§ **Using the information**
1. Summarize the forum thread below in two sentences.
2. Answer these questions using the forum thread below:
(a) On what website were the sample questions found?
(b) What does basurero say about "Where are any books?"
(c) In rockzmom's sample dialogues, where does the clerk say the books are?
3. Reproduce the part of the forum thread below from "## rockzmom" to "of those books?".

§ **Text provided**
◆ ◆ ◆ ◆ ◆ ◆ ◆

What do you think of it?

----------


## sperk

> Here are some questions I've run across on answers.yahoo.com/    
> 			
> 				Where are there any pay fishing lakes in Indiana ?‎
> Where are there any Raves in Atlanta or around ?
> Where are there any pig farms in colchester?
> 			
> 		  Doesn't it seem odd to use existential _there_  in questions with _where_?
> What do you think of it?

 The questions seem a bit clumsy because the asker is really asking two questions: does something exist and if so, where is it. You could also say: Are there any pay fishing lakes in Indiana, and if so, where are they?

----------


## bitpicker

> Here are some questions I've run across on answers.yahoo.com/    
> 			
> 				Where are there any pay fishing lakes in Indiana ?‎
> Where are there any Raves in Atlanta or around ?
> Where are there any pig farms in colchester?
> 			
> 		  Doesn't it seem odd to use existential _there_  in questions with _where_?
> What do you think of it?

 If you left out the 'where' the answer would be 'yes' or 'no', and if you left out the 'there' the answer to the question is contained in the location given in the question - all the questions are therefore correctly phrased, they ask for both existence and location. However, you could rephrase them as, for instance, 'where would I find any Raves in Atlanta?' or somesuch. 
Robin

----------


## Selexin

Sperk, bitpicker, thanks for your replies. 
I got another one to ask, though. 
Would it be natural for a native(!) speaker to come up with a question like: "Where are there any books?"

----------


## sperk

> Sperk, bitpicker, thanks for your replies. 
> I got another one to ask, though. 
> Would it be natural for a native(!) speaker to come up with a question like: "Where are there any books?"

 I can't think of a situation in which that question would arise, in fact it doesn't make any sense.

----------


## Selexin

Can we say: "Where are any books?" 
What is a possible reply?

----------


## basurero

> Can we say: "Where are any books?" 
> What is a possible reply?

 No, it's incorrect.

----------


## rockzmom

> Would it be natural for a native(!) speaker to come up with a question like: "Where are there any books?"

 As much as I don't follow the rules of English, I could not figure out a way to use your sentence   ::   So, I too agree with the others. You also asked for the reply to your possible question.. so  here are some ways of how we might say that question and the reply if you were in a library or maybe a book store. Some are more formal than others Hope this helps!: 
Example 1:
Selexin: Hi, I'm looking for the Maximum Ride books.
Clerk: The series by James Patterson?
Selexin: Yes. Do you have any of those books?
Clerk: Yes, there over in the Young Adult Fiction area. 
Example 2:
Selexin: Hi, I'm looking for the Maximum Ride books.
Clerk: The series by James Patterson?
Selexin: Yes. Do you have any?
Clerk: Yes, there over in the Young Adult Fiction area. 
Example 3:
Selexin: Hi, I'm looking for the Maximum Ride books.
Clerk: The series by James Patterson?
Selexin: Yes. Do you have those books?
Clerk: Yes, there over in the Young Adult Fiction area. 
Example 4:
Selexin: Hi, I'm looking for the Maximum Ride books.
Clerk: The series by James Patterson?
Selexin: Yes. Do you carry them and can you tell me where they are located?

◆ ◆ ◆ ◆ ◆ ◆ ◆

§ **Entries supplied**
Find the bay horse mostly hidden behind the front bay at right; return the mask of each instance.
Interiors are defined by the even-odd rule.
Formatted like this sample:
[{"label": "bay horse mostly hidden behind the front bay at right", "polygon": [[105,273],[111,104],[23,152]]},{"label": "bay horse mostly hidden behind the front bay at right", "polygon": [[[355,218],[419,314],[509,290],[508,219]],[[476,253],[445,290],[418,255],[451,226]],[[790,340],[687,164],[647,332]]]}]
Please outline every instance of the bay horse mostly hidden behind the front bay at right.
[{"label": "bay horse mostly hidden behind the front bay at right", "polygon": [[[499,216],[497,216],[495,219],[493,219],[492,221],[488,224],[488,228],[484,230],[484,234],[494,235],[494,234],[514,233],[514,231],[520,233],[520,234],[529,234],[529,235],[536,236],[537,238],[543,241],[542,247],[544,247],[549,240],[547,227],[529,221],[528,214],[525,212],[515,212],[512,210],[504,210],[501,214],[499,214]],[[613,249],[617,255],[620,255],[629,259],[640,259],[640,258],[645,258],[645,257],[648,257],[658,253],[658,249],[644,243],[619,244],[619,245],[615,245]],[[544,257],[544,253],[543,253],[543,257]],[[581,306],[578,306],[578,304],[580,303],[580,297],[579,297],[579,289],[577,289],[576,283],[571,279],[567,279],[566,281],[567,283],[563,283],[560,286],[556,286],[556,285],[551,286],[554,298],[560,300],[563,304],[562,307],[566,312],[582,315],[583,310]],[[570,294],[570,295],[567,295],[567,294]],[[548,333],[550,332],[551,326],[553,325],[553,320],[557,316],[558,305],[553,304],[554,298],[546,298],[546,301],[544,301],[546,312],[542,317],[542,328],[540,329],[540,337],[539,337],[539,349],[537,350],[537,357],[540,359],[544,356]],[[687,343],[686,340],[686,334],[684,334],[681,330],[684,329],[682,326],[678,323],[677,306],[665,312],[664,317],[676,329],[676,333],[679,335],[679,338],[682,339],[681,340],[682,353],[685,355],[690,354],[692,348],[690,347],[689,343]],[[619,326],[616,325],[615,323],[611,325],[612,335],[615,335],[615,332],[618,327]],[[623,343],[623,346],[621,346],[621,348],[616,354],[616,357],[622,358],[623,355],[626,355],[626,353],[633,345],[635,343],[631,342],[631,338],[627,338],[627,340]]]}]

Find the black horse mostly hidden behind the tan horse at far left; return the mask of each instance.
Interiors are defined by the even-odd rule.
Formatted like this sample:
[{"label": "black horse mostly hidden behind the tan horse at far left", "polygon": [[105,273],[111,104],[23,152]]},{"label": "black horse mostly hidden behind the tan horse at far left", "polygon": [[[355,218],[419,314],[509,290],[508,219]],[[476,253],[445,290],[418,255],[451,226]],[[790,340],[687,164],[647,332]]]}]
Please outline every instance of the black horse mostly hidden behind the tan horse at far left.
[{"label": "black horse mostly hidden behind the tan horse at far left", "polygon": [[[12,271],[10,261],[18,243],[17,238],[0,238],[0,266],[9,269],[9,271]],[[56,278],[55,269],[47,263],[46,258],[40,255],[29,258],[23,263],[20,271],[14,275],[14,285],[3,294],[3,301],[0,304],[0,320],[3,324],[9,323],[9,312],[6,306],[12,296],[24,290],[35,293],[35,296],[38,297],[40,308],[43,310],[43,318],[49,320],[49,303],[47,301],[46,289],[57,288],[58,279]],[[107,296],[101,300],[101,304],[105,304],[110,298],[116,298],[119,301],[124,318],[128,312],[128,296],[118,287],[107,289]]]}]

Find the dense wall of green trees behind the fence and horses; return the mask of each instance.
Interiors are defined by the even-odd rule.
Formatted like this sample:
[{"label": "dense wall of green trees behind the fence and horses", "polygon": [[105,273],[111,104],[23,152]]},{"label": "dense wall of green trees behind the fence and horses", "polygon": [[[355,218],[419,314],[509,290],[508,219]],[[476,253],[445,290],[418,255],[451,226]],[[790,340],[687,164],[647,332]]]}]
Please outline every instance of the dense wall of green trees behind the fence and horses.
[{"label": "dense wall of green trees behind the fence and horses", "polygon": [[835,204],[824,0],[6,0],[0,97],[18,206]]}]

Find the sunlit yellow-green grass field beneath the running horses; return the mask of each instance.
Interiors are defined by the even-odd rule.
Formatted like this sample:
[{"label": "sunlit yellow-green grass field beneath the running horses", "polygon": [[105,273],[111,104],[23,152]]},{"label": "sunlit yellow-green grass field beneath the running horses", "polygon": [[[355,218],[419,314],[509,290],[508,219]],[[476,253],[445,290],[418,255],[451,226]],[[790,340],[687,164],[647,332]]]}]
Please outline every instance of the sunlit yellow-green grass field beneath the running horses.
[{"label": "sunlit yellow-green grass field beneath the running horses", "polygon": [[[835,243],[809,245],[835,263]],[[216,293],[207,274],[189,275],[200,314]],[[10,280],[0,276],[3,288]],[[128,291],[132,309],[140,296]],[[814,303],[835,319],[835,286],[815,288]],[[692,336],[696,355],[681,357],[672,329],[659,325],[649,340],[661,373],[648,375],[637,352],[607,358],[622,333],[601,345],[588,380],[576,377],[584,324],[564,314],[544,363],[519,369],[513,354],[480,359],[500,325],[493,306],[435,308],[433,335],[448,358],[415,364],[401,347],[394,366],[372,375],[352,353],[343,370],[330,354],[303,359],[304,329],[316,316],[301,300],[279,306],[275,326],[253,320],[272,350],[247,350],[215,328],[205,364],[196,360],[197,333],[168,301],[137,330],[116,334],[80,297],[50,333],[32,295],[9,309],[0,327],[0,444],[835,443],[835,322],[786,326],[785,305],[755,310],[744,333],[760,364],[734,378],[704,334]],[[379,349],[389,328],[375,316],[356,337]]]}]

◆ ◆ ◆ ◆ ◆ ◆ ◆

§ **Answers for this exercise**
1. The forum thread asks whether it is odd to combine "where" with existential "there" in questions such as "Where are there any pay fishing lakes in Indiana?" Replies explain that such questions ask about both existence and location, and one poster gives sample library or bookstore dialogues showing other ways to ask where books are.

2.
(a) answers.yahoo.com
(b) That it is incorrect.
(c) In the Young Adult Fiction area.

3.
## rockzmom

> Would it be natural for a native(!) speaker to come up with a question like: "Where are there any books?"

 As much as I don't follow the rules of English, I could not figure out a way to use your sentence   ::   So, I too agree with the others. You also asked for the reply to your possible question.. so  here are some ways of how we might say that question and the reply if you were in a library or maybe a book store. Some are more formal than others Hope this helps!: 
Example 1:
Selexin: Hi, I'm looking for the Maximum Ride books.
Clerk: The series by James Patterson?
Selexin: Yes. Do you have any of those books?